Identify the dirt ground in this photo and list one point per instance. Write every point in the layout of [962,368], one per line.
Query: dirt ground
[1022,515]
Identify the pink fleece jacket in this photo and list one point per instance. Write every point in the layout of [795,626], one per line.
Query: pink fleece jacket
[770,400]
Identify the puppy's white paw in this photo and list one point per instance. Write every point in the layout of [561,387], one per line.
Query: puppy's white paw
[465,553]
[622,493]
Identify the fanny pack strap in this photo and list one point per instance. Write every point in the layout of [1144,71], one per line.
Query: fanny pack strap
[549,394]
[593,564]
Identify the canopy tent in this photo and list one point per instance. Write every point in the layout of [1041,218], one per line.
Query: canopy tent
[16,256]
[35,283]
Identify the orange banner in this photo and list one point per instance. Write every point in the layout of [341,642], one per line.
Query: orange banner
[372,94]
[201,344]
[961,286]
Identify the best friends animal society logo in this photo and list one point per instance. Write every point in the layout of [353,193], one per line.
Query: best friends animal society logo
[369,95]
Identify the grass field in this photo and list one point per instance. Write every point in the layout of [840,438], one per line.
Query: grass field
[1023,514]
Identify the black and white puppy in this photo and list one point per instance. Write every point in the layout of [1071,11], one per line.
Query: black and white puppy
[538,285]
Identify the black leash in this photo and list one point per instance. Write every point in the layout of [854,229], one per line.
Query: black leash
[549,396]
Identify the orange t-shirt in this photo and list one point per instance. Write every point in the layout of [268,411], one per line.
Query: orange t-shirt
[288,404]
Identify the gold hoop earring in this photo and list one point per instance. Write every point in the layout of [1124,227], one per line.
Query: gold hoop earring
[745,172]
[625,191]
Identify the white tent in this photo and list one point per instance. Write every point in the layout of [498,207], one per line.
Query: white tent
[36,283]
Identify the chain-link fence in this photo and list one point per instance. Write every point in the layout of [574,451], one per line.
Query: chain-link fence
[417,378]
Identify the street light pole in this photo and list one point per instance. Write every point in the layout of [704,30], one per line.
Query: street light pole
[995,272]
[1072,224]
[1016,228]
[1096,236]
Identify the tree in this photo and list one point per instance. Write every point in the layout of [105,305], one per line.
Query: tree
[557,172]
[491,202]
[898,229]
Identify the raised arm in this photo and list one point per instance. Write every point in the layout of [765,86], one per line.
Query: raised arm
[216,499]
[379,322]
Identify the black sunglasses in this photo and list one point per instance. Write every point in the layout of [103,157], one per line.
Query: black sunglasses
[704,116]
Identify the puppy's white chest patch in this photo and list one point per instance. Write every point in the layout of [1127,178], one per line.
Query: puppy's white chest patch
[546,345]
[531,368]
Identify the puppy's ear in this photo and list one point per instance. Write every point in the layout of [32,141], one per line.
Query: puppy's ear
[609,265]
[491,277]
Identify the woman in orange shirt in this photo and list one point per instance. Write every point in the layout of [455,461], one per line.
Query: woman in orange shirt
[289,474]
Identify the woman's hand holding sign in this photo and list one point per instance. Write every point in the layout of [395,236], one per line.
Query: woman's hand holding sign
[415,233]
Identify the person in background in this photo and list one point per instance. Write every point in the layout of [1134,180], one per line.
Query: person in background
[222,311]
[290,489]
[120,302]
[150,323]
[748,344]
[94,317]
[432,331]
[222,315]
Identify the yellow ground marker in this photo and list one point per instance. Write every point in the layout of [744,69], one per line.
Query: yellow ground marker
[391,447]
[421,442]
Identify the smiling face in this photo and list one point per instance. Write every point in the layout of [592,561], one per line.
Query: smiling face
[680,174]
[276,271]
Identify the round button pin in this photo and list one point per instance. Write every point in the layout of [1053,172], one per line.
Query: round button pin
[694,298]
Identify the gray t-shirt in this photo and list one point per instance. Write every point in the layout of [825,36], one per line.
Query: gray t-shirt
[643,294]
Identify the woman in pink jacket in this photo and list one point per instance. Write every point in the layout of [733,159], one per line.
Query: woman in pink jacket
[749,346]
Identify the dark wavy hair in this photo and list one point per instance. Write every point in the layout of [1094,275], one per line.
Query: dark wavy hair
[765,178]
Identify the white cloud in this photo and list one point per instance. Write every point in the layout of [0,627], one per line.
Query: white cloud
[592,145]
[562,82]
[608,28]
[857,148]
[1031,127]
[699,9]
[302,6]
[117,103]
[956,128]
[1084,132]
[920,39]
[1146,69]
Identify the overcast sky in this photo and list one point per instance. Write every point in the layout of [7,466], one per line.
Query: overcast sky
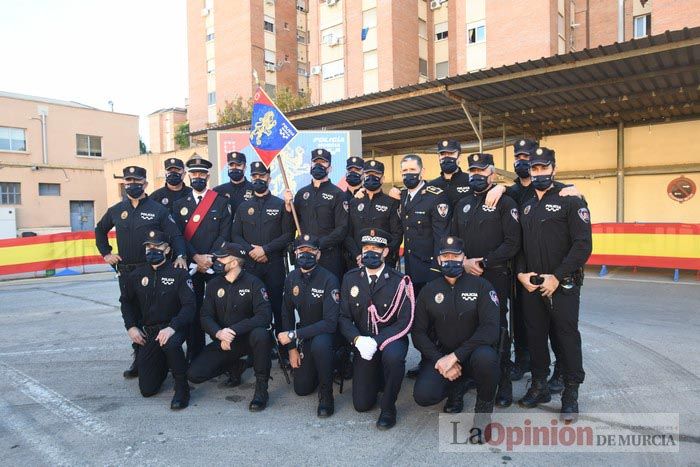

------------------------------

What you have to do
Print each record exactly as it stands, skipping the pictures.

Answer to this exercise
Identify the dirt ground in this photo and list one point per instance. Write every point in the layout of [962,368], one per line.
Query: dirt ground
[1022,515]
Identify the pink fleece jacket in this photo and list one point per instance. Write every point in the layout of [795,626], one per line.
Query: pink fleece jacket
[770,400]
Identify the puppy's white paw in this photo and list one point per instance. Write every point in the layout of [561,387], one per line.
Query: puppy's white paw
[465,553]
[622,493]
Identify the fanny pack strap in this photo and list one point per instance. Write every point in the layout of [1144,71], one per line.
Query: fanny pack strap
[549,394]
[593,564]
Identify the canopy tent in this photo and list one point per instance. Write every point in the layout of [1041,218], one per line.
Query: canopy tent
[16,256]
[35,283]
Identify the orange banner in this photo and list one point per instance. Write every point in the layout of [341,642], one per line.
Query: orange banner
[372,94]
[201,344]
[961,286]
Identify the best friends animal society logo in this photo and list one point per instance. Write every point in the layout of [353,193], one per line.
Query: best friends animal society logo
[369,95]
Identify the grass field in this photo and list one point per instance. Write every point in the layout of [840,438], one per line.
Query: grass field
[1023,514]
Identify the black and white puppy in this photo and list one point per instance. Write every point in the layout of [1071,11], one per line.
Query: black and white puppy
[538,285]
Identify the black leash in this photo and list one point per instance. Write every point in the layout of [854,229], one per line.
Query: black leash
[549,396]
Identify the orange t-shirt in this photo and list one point per instance. Write every point in the layout of [268,411], one per line.
Query: orange t-shirt
[288,404]
Identify the gold hoop earring in this photo and list one point per instance. Write every point in the layout of [1124,227], one per line.
Query: gold hoop earring
[745,172]
[625,191]
Identify the white tent in this photo and list one point per instance. Write every point in the layout of [498,207], one per line.
Query: white tent
[36,283]
Identify the chain-link fence in this photo and list one point per instance. Write every point in the layout of [574,451], one per line.
Query: chain-link fence
[417,378]
Identify the street light pole in this photo and list one point per instance. Write every point in the layout of [704,30], one per line.
Query: street light pole
[995,272]
[1072,224]
[1016,228]
[1096,236]
Identify the tree in this photo and list one point per instance. Write every point in the layout of [105,305], one per line.
Query: tree
[557,172]
[491,202]
[898,229]
Identify the raised arm in this photo and list one point per instance. Write every point in the layout of [765,86], one per line.
Query: raised arm
[216,499]
[379,322]
Identify the black sunglasses in this photo and list one point per instance. Write every point in the layout of [103,157], one per line.
Query: black sunglasses
[704,116]
Identify the puppy's white chest patch in this photo and list one point per instance. Write every point in the layout of [1127,178], one per line.
Query: puppy's white chest patch
[546,345]
[531,368]
Identify the puppy's ear in this photo and list one point per instance. Write every point in the layout of [32,141], one per line.
Query: puppy's ear
[609,265]
[491,277]
Identify the woman in orange shirt in this photo and list one point per instance. Write every point in the layout of [455,461], one per line.
Query: woman in orange shirt
[289,474]
Identify the woman's hand holding sign in this photo and list one point per instance. Write every point in the layout of [395,236], one per line.
Query: woman's hand holding sign
[415,233]
Identify the person in background in this photo and list one point per instance. Write every point in the layout of [1134,180], one per line.
Query: person in background
[222,311]
[290,489]
[120,302]
[150,323]
[748,344]
[94,317]
[432,331]
[222,315]
Identify the yellow ground marker in this photo and list one point per instance. Write every point in the layout of [744,69], one per line.
Query: yellow ground marker
[391,447]
[421,442]
Identify the smiling face in this photo and list one point per instance. Write every point in the layout of [592,561], one per line.
Query: smiling face
[680,174]
[276,271]
Identify the round button pin in this photo and list one point per instance. Write every point in the layout of [1053,172], one per line.
Query: round button pin
[694,298]
Identify the gray t-shirt in this photo and list one point per instance. Write every point in the layout of [825,36], one per line.
Query: gray t-shirt
[643,294]
Identify the woman in pink jacket in this photo and list one point per instance. Write every point in the layout of [733,159], one per line.
Query: woman in pink jacket
[749,346]
Identify the dark wavy hair in this photo and list one point per instance. Write every point in the layout of [1094,275], one per line.
Query: dark wavy hair
[765,178]
Identify the white cloud in this photo and list one point per instance. Write every point in the layout of [0,627], one per line.
Query: white cloud
[592,145]
[562,82]
[608,28]
[857,148]
[1031,127]
[699,9]
[302,6]
[117,103]
[956,128]
[1084,132]
[920,39]
[1146,69]
Identify the overcast sky in this photo and list one point per instance. Write every point in the layout of [7,466], one per line.
Query: overcast sky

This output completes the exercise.